* Rows from a pointing dataset:
START

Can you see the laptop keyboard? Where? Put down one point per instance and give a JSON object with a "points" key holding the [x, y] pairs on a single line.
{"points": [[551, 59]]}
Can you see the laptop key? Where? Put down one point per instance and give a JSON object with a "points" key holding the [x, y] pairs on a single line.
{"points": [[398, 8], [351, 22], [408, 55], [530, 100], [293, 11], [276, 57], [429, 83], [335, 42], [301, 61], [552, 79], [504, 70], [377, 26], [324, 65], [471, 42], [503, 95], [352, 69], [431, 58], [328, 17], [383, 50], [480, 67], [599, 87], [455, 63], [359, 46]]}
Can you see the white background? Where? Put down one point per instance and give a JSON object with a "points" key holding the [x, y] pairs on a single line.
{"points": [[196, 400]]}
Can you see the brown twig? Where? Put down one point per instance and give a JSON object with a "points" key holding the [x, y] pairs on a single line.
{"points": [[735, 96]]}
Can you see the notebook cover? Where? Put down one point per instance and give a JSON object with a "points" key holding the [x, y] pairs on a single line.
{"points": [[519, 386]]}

END

* Your instructions:
Transcribe all of the entries without altering anything.

* Answer below:
Can you see the laptop keyboard? Where? Put down one point per instance and give a JSON object with a "points" key holding the [x, y] pairs on a single line.
{"points": [[551, 59]]}
Can you see the laptop key? Where? Put down one point per instance and give a JSON object with a "points" key holding the [x, y] pairs on a single line.
{"points": [[398, 8], [351, 22], [408, 55], [530, 100], [293, 11], [276, 57], [429, 83], [335, 42], [301, 61], [552, 79], [504, 70], [377, 26], [324, 65], [471, 42], [503, 95], [352, 69], [431, 58], [328, 17], [383, 50], [480, 67], [599, 87], [455, 63], [359, 46]]}
Can you see the white background? Where? Put down one point per instance and give a JSON object with a "points" key holding the [x, y] pairs on a single line.
{"points": [[196, 400]]}
Can you see the brown twig? Where? Put down one point per instance and give a JSON object with a "points" key holding the [x, y] pairs on a single line.
{"points": [[735, 96]]}
Can you see the notebook cover? Where? Put down one point per instance and give a JSON object with a "points" key holding the [x, y] pairs on a single line.
{"points": [[519, 386]]}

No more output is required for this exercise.